[PROBLEM DESCRIPTION] Please set down each record exactly as it appears, but leave out any pictures.

/---

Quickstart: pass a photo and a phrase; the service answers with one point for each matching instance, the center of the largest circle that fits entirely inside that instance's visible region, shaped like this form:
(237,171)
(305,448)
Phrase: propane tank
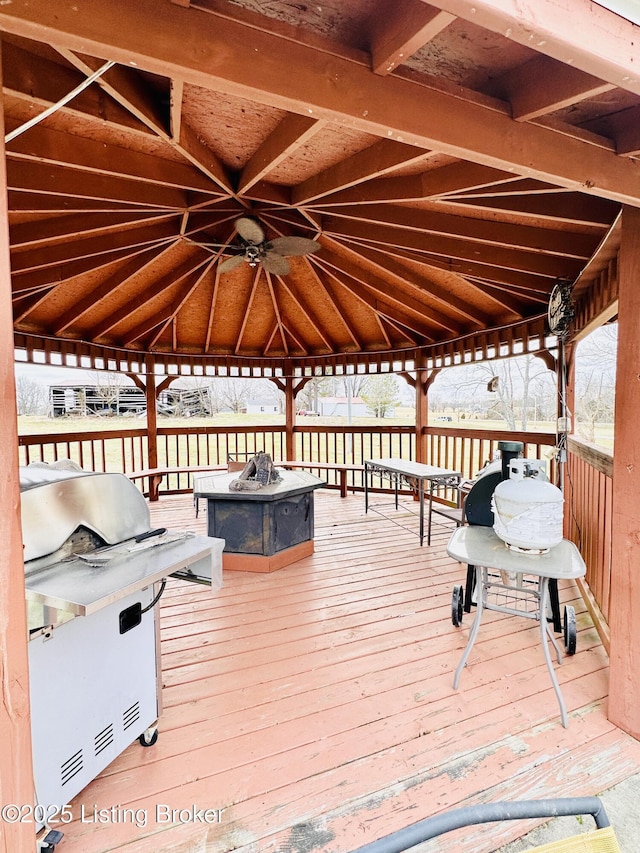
(527,508)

\---

[ANSWER BOX]
Quickstart: pass a photo and a phrase; the service answers with one point for each matching instance, the center of the largest circle that fits entirely inside that instance's visible region, shaped like this form:
(237,171)
(305,448)
Phrase: propane tank
(527,508)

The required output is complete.